**Task objective**. Give the entries again, exactly as written.

**Extracted material**.
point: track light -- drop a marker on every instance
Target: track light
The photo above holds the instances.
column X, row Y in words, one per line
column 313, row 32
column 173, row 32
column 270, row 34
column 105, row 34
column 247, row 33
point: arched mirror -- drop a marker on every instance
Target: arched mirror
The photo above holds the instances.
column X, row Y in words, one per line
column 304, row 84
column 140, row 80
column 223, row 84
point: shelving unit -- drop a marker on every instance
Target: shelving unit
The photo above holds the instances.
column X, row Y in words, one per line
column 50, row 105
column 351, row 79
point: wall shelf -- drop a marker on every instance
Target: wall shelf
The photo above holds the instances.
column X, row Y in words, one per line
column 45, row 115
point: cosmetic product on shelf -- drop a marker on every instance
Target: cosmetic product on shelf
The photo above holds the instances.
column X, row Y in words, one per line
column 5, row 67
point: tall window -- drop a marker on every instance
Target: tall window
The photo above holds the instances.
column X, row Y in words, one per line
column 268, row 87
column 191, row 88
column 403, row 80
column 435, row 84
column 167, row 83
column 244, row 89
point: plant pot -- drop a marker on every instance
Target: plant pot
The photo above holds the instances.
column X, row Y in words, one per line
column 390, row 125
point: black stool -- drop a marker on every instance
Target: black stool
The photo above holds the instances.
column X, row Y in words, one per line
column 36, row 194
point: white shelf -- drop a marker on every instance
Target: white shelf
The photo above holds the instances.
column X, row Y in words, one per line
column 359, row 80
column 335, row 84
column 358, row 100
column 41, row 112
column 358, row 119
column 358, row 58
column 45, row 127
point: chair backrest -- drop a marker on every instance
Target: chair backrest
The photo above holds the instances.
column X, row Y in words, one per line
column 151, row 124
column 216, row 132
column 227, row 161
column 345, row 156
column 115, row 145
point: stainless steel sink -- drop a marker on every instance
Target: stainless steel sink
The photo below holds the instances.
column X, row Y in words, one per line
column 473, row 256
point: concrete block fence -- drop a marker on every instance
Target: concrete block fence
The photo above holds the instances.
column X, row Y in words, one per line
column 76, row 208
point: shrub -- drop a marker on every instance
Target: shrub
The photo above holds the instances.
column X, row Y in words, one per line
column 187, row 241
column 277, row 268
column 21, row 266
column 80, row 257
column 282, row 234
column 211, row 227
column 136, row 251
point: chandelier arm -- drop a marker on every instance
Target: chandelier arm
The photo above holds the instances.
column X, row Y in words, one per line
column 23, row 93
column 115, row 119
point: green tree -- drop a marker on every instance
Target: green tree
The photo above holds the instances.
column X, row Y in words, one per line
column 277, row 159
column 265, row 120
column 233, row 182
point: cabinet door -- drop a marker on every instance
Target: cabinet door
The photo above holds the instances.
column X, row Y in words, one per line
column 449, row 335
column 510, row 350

**Solution for this exercise**.
point: track light -- drop a marker on every instance
Target: track light
The photo above holds the instances.
column X, row Y in words, one per line
column 313, row 32
column 173, row 32
column 270, row 34
column 105, row 34
column 247, row 33
point: arched mirror -- drop a marker on every instance
Target: arched mirror
The photo above holds the instances.
column X, row Y in words, one per line
column 304, row 84
column 140, row 80
column 223, row 84
point: shelving unit -- drop a marker on every instance
Target: shelving unit
The photo above holds the instances.
column X, row Y in words, one per line
column 50, row 105
column 351, row 79
point: wall shelf -- drop a marker on every instance
Target: wall shelf
The photo above holds the instances.
column X, row Y in words, one per line
column 45, row 115
point: cosmetic product on shelf -- drop a marker on every instance
Target: cosmetic product on shelf
The photo above holds the instances.
column X, row Y in words, one per line
column 5, row 67
point: tall window -- drop a marker on every instance
Target: tall window
The photo above holds the instances.
column X, row Y in words, one per line
column 268, row 87
column 191, row 88
column 403, row 80
column 435, row 84
column 167, row 83
column 244, row 89
point: plant pot -- drop a marker on every instance
Target: plant pot
The photo above holds the instances.
column X, row Y in words, one per line
column 390, row 125
point: black stool -- drop a marker on every instance
Target: black stool
The photo above holds the instances.
column X, row Y in words, one per line
column 36, row 194
point: white shelf -- drop a marker on every instance
Target: white shelf
The photo above holds the instances.
column X, row Y in words, one per line
column 359, row 80
column 335, row 84
column 358, row 100
column 41, row 112
column 358, row 119
column 358, row 58
column 45, row 127
point: chair backrest -- drop a marker on every instance
Target: chair backrest
The photo above holds the instances.
column X, row Y in words, one per line
column 151, row 124
column 216, row 132
column 227, row 161
column 345, row 156
column 115, row 145
point: stainless steel sink -- drop a marker on every instance
Target: stainless steel sink
The photo below holds the instances.
column X, row Y in words, one per line
column 473, row 256
point: concrete block fence -- drop a marker on every instance
Target: concrete block fence
The photo above holds the instances.
column X, row Y in words, one per line
column 76, row 208
point: shrub -- drop a marker on every instance
Target: shrub
The photo above holds the instances.
column X, row Y in words, one per line
column 187, row 241
column 277, row 268
column 21, row 266
column 80, row 257
column 282, row 234
column 211, row 227
column 136, row 251
point: chandelier arm -- drop a marker on every instance
Target: chandelier arm
The photo above holds the instances.
column X, row Y in words, one per line
column 23, row 93
column 115, row 119
point: green tree -- drop a marker on every instance
Target: green tree
The photo above holds the instances.
column X, row Y in words, one per line
column 277, row 159
column 265, row 120
column 233, row 182
point: cabinet door -- drop a marker on every instance
Target: cabinet door
The photo above holds the instances.
column X, row Y in words, one per line
column 449, row 335
column 510, row 350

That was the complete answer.